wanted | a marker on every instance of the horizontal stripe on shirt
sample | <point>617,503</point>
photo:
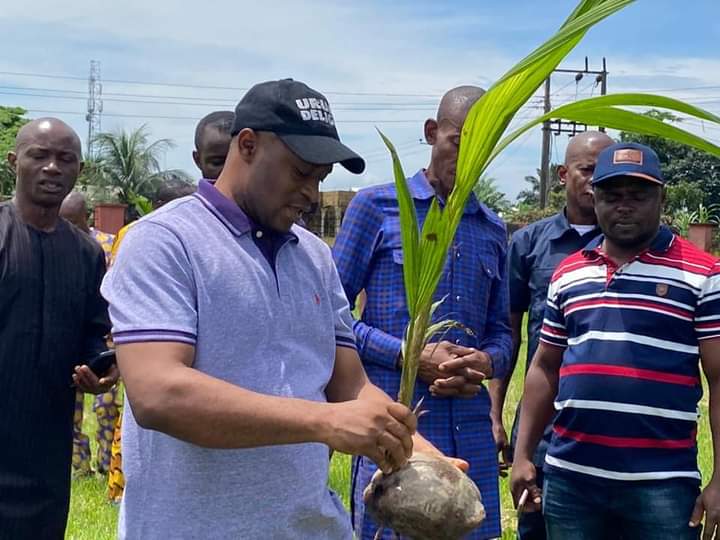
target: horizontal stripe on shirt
<point>623,442</point>
<point>615,475</point>
<point>630,408</point>
<point>633,338</point>
<point>621,371</point>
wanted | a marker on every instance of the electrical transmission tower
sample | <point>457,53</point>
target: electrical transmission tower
<point>94,113</point>
<point>556,127</point>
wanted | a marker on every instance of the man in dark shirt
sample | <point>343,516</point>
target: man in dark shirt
<point>535,251</point>
<point>51,315</point>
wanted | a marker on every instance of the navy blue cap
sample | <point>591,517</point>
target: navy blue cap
<point>300,117</point>
<point>628,159</point>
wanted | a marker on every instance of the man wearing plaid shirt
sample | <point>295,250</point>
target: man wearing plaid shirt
<point>368,256</point>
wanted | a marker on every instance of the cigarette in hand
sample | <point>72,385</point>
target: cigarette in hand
<point>523,499</point>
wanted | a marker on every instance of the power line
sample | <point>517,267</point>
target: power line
<point>203,86</point>
<point>195,119</point>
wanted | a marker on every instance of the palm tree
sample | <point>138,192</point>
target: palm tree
<point>488,193</point>
<point>127,165</point>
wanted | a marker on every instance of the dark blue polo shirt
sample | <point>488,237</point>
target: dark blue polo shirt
<point>535,251</point>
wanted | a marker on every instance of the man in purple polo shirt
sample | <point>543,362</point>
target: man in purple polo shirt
<point>627,319</point>
<point>235,341</point>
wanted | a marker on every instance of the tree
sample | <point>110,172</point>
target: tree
<point>682,163</point>
<point>127,167</point>
<point>11,120</point>
<point>487,193</point>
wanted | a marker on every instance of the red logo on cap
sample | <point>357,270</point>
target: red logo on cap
<point>628,155</point>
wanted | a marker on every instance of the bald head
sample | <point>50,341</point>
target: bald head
<point>47,128</point>
<point>74,209</point>
<point>443,134</point>
<point>456,103</point>
<point>577,171</point>
<point>584,143</point>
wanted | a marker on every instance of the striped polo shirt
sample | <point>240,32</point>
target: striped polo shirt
<point>629,380</point>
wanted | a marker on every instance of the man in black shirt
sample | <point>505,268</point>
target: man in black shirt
<point>51,315</point>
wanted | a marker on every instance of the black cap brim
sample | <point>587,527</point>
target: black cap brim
<point>321,150</point>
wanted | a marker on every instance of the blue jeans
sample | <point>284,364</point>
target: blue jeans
<point>585,508</point>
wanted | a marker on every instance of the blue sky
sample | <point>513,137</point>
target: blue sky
<point>381,64</point>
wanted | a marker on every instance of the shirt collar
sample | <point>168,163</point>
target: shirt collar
<point>231,215</point>
<point>421,189</point>
<point>660,244</point>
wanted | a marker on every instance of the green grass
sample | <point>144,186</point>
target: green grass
<point>93,518</point>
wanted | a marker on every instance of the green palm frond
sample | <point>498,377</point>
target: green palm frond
<point>425,251</point>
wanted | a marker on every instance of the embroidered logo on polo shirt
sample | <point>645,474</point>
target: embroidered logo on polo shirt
<point>628,155</point>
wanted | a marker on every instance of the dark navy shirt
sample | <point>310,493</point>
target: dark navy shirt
<point>535,251</point>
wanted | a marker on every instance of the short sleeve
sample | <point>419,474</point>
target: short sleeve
<point>707,312</point>
<point>344,335</point>
<point>151,289</point>
<point>553,331</point>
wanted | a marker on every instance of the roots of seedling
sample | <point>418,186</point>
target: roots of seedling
<point>428,499</point>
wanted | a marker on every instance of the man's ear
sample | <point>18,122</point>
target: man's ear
<point>431,127</point>
<point>562,174</point>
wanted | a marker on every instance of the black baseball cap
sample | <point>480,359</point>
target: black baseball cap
<point>628,159</point>
<point>300,117</point>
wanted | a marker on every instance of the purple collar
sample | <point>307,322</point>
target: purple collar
<point>223,208</point>
<point>231,214</point>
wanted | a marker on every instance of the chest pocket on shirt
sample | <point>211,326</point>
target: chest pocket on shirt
<point>489,274</point>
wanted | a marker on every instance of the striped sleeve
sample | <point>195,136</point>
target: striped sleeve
<point>553,331</point>
<point>707,313</point>
<point>151,288</point>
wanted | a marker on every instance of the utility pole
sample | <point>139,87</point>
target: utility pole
<point>94,112</point>
<point>545,163</point>
<point>556,127</point>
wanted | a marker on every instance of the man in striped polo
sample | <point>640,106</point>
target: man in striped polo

====================

## TASK BRIEF
Restate the records word for word, omitting images.

## RESPONSE AREA
wanted | a marker on every instance of the horizontal stripe on shirt
sample | <point>617,503</point>
photo:
target: horizontal stripe on shirt
<point>623,442</point>
<point>615,475</point>
<point>630,408</point>
<point>633,338</point>
<point>621,371</point>
wanted | a marker on every instance of the electrical transmission tower
sample | <point>457,53</point>
target: electrical transmission tower
<point>94,113</point>
<point>556,127</point>
wanted | a marker on every instance of the man in dark shirt
sample | <point>343,516</point>
target: man in dark shirt
<point>535,251</point>
<point>51,315</point>
wanted | a marker on every instance of the navy blue cap
sample | <point>591,517</point>
target: navy blue cap
<point>300,117</point>
<point>628,159</point>
wanted | a marker on every instance of the man wearing plaid shirt
sample | <point>295,250</point>
target: man wearing plaid shirt
<point>368,256</point>
wanted | a marker on every instance of the cigarette in hand
sample | <point>72,385</point>
target: cigarette in hand
<point>523,499</point>
wanted | a marker on every instance of the power line
sample | <point>517,267</point>
target: power line
<point>203,86</point>
<point>195,119</point>
wanted | a marker on every instance of the palm tree
sample | <point>138,192</point>
target: palm tree
<point>488,193</point>
<point>127,165</point>
wanted | a marker on every instance of the dark blue polo shirt
sample | <point>488,237</point>
target: dark blue polo shirt
<point>535,251</point>
wanted | a marker on every instance of the man in purple polo shirt
sample | <point>543,362</point>
target: man in purple polo shirt
<point>627,319</point>
<point>235,341</point>
wanted | a marker on every instance of the tree
sample | <point>110,172</point>
target: tree
<point>682,163</point>
<point>127,167</point>
<point>11,120</point>
<point>487,193</point>
wanted | a marker on every instance of the red logo on cap
sample | <point>357,270</point>
target: red logo on cap
<point>628,155</point>
wanted | a marker on every instance of the bald head
sample | <point>50,341</point>
target: bald head
<point>47,128</point>
<point>74,209</point>
<point>443,134</point>
<point>456,103</point>
<point>577,171</point>
<point>584,143</point>
wanted | a marker on every instance of the striped polo shirt
sample | <point>240,32</point>
target: striped polo shirt
<point>629,380</point>
wanted | a marker on every instance of the man in black shirt
sample | <point>505,268</point>
target: man in black shirt
<point>51,315</point>
wanted | a marker on every instance of the black cap brim
sample | <point>587,527</point>
target: black cap brim
<point>321,150</point>
wanted | a marker on every instance of the blue jeans
sample | <point>284,364</point>
target: blue jeans
<point>585,508</point>
wanted | a marker on every instance of the blue sky
sample | <point>513,137</point>
target: blue sky
<point>381,64</point>
wanted | a marker on every instance of the shirt collar
sample | <point>168,163</point>
target: shirt collar
<point>231,215</point>
<point>421,189</point>
<point>660,244</point>
wanted | a marker on every instance of the green grass
sample | <point>144,186</point>
target: green grass
<point>93,518</point>
wanted | a marker on every instance of the green palm frond
sample | <point>498,377</point>
target: green palm frond
<point>425,251</point>
wanted | a marker on every instance of the embroidered logo on polo shirt
sample | <point>645,474</point>
target: embroidered logo on polo shirt
<point>628,155</point>
wanted | a marker on every instance of the dark navy shirt
sample | <point>310,493</point>
target: dark navy shirt
<point>535,251</point>
wanted | a marker on every instance of the short sleeve
sample | <point>419,474</point>
target: short sleeve
<point>707,312</point>
<point>344,335</point>
<point>151,289</point>
<point>553,331</point>
wanted | a marker on every instance of the roots of seedling
sample | <point>418,186</point>
target: roots of seedling
<point>428,499</point>
wanted | a marker on every instance of the man's ear
sample | <point>18,122</point>
target: man's ear
<point>431,127</point>
<point>562,174</point>
wanted | a marker on every instance of the black baseball cap
sample | <point>480,359</point>
target: black baseball cap
<point>628,159</point>
<point>300,117</point>
wanted | a marker on every instance of the purple collar
sample | <point>307,322</point>
target: purple collar
<point>223,208</point>
<point>231,214</point>
wanted | a marker on every instance of the chest pocket on shirt
sample | <point>211,326</point>
target: chest pocket on shirt
<point>489,274</point>
wanted | a marker on every instance of the striped sleeve
sample | <point>195,136</point>
target: striped sleeve
<point>553,331</point>
<point>707,313</point>
<point>151,288</point>
wanted | a marker on every instance of the utility pole
sample | <point>139,87</point>
target: utility pole
<point>94,112</point>
<point>545,163</point>
<point>556,127</point>
wanted | a marker on every instance of the man in striped polo
sample | <point>640,106</point>
target: man in striped polo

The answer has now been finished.